### OBJECTIVE
Count the lines in the records below that contain the string "shoreline", treating case as significant. Reply with the number only.

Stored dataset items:

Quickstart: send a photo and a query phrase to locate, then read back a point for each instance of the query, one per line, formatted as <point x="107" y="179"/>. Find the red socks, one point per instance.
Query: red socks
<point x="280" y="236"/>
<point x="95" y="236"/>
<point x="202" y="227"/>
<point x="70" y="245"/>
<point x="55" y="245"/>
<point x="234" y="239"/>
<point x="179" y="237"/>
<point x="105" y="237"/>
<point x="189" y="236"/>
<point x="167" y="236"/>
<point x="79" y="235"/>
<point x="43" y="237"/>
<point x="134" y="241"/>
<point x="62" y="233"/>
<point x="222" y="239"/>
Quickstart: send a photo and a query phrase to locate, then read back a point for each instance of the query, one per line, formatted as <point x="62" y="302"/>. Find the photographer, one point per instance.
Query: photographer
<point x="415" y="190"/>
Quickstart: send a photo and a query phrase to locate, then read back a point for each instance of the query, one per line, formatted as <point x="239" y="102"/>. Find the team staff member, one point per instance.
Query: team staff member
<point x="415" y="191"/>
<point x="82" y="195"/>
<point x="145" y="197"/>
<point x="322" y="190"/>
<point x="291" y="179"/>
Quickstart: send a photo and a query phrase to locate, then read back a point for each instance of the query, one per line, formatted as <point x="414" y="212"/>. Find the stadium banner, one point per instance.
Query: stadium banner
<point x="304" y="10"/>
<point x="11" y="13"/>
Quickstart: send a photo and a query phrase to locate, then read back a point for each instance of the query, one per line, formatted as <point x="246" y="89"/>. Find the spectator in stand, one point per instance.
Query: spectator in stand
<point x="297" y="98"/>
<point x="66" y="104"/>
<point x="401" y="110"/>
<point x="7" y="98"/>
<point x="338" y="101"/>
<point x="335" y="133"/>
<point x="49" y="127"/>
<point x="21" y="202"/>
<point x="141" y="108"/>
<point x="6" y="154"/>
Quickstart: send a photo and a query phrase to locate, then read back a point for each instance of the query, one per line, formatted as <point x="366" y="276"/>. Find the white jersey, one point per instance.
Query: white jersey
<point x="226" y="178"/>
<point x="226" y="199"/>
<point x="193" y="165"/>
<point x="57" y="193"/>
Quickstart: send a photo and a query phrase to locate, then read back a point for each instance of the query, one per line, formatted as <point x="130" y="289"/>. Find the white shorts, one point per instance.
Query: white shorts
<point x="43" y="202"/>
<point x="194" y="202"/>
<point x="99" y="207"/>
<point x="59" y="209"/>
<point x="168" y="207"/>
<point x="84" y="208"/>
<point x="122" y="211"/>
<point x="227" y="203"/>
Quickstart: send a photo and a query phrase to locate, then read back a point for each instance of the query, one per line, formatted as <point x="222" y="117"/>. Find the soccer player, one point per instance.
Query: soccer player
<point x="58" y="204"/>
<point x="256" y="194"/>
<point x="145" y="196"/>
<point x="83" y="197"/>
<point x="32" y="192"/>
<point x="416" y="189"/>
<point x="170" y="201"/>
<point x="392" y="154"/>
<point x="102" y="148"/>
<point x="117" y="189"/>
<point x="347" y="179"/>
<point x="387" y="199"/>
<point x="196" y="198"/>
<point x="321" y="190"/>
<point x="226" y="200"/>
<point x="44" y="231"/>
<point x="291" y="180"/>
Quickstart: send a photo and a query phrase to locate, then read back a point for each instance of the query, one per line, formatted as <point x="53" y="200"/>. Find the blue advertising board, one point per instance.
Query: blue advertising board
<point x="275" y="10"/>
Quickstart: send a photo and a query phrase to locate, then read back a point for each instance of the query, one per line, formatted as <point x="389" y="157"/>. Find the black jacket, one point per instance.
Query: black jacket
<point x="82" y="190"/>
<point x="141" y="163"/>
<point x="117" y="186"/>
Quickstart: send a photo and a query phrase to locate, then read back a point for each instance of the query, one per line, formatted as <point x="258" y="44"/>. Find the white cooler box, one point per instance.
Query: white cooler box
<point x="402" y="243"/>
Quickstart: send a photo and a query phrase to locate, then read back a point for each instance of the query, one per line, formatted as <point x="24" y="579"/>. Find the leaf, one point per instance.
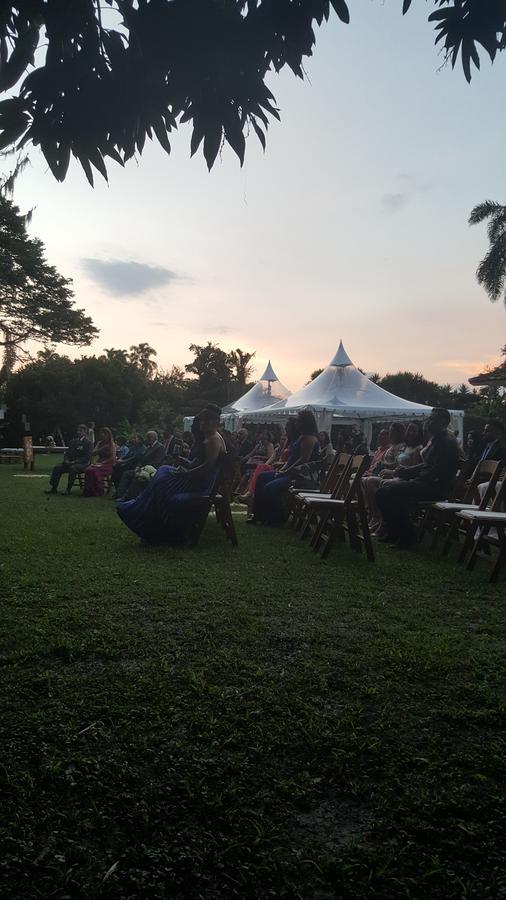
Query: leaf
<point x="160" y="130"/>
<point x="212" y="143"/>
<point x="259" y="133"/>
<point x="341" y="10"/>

...

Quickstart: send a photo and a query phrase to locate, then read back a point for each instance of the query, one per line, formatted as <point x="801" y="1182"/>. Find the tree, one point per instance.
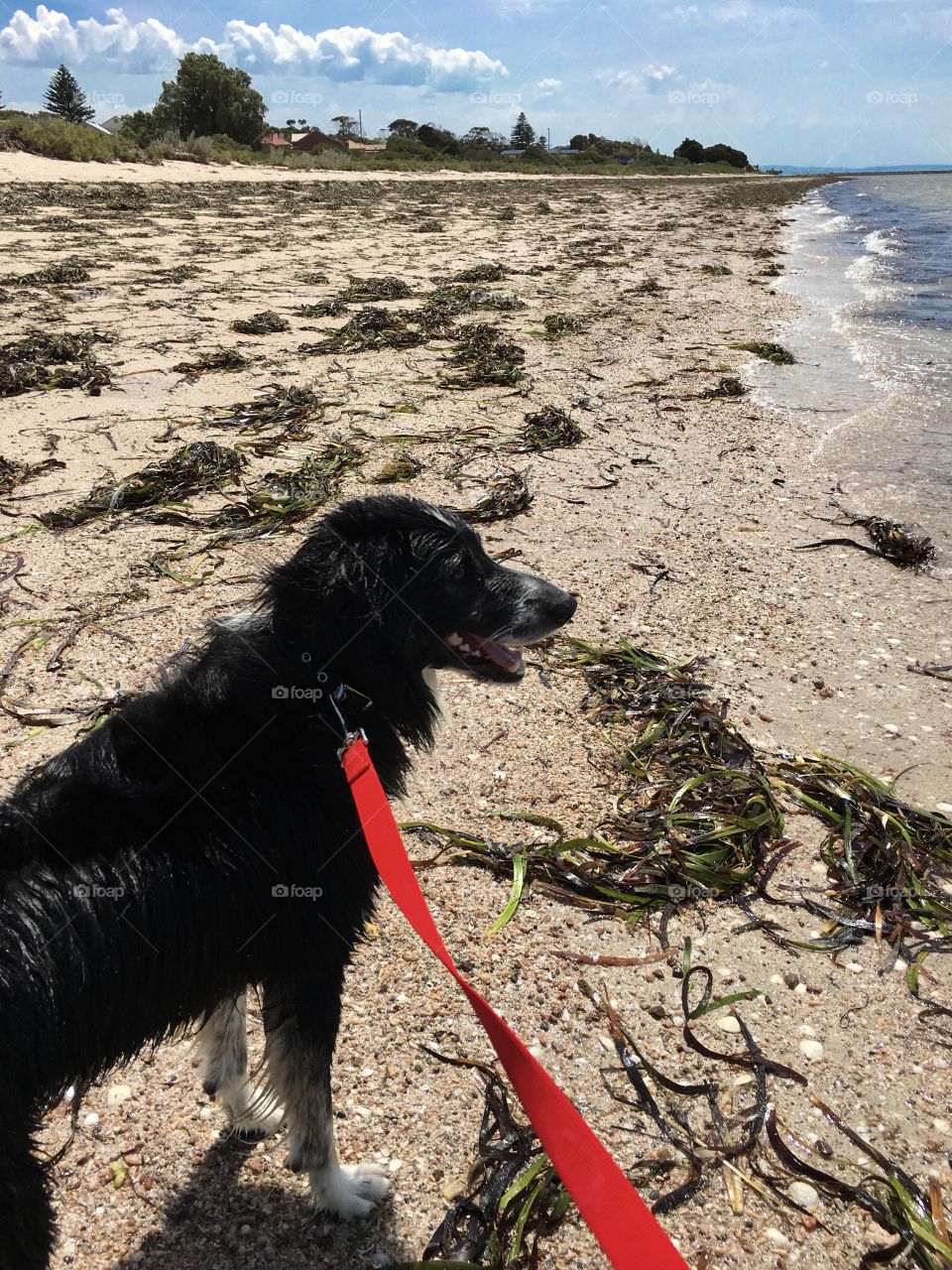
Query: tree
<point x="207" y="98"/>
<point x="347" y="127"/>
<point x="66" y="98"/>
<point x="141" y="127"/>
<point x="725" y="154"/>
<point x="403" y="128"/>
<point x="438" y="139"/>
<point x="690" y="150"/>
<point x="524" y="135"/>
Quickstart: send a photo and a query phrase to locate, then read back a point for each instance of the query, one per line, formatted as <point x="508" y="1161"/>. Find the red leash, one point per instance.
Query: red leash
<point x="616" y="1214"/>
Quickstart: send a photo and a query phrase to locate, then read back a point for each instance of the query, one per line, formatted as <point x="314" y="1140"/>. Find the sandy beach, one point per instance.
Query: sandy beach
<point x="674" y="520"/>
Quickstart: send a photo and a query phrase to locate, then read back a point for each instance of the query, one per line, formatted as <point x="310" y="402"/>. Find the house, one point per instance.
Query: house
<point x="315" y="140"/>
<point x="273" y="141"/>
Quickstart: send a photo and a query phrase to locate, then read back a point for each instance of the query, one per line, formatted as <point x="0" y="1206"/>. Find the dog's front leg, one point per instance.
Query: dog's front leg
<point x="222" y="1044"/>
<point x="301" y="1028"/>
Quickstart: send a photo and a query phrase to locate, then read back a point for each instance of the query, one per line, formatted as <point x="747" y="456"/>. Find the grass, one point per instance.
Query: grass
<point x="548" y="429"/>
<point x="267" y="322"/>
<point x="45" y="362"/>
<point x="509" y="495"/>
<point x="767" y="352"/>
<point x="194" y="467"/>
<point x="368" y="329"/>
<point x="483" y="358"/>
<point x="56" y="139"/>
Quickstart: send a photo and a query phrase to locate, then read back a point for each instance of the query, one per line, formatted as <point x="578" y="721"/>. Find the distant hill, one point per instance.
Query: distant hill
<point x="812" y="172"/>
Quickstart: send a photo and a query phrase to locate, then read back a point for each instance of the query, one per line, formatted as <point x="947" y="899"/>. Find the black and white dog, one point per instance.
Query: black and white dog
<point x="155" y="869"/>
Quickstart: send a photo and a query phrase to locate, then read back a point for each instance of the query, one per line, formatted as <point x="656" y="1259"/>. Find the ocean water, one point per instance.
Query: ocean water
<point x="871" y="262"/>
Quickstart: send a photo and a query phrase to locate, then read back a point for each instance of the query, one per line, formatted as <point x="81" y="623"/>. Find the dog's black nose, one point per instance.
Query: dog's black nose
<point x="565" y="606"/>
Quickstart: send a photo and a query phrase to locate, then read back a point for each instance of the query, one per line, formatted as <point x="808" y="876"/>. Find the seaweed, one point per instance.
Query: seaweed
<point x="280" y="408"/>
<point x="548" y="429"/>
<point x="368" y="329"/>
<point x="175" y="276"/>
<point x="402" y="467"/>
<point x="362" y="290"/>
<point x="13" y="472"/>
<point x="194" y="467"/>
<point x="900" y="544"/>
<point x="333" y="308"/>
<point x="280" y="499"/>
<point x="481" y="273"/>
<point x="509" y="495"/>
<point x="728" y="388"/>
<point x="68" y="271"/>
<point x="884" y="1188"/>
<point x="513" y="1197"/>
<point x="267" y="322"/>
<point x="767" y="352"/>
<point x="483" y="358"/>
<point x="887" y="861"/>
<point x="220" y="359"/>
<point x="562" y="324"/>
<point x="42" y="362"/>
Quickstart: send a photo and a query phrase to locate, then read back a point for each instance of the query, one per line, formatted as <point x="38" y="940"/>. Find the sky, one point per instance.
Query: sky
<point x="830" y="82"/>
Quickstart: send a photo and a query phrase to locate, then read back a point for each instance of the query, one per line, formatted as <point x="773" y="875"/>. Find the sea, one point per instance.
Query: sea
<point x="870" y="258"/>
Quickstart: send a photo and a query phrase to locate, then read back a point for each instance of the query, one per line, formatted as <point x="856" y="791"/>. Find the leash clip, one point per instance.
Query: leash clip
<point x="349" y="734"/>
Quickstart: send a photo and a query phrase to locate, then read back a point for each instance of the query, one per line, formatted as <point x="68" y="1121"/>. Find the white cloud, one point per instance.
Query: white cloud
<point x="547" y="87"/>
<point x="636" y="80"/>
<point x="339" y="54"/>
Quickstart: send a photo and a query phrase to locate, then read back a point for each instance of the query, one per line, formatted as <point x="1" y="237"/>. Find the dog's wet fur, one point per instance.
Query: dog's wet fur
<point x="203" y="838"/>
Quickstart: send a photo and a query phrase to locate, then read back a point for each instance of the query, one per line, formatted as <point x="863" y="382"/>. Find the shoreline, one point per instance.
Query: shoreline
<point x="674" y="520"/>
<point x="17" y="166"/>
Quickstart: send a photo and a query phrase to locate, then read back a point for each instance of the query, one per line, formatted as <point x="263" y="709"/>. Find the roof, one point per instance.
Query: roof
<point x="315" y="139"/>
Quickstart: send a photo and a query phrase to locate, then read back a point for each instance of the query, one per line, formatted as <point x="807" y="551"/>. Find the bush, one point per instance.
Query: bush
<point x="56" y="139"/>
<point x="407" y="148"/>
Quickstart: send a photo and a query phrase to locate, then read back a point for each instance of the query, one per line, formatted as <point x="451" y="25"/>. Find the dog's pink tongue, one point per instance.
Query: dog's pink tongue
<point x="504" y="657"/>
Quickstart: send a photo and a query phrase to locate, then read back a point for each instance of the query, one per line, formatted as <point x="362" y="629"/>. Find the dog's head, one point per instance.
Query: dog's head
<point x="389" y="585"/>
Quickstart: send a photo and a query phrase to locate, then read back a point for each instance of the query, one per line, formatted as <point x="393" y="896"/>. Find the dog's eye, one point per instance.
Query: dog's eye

### RESPONSE TO THE EXERCISE
2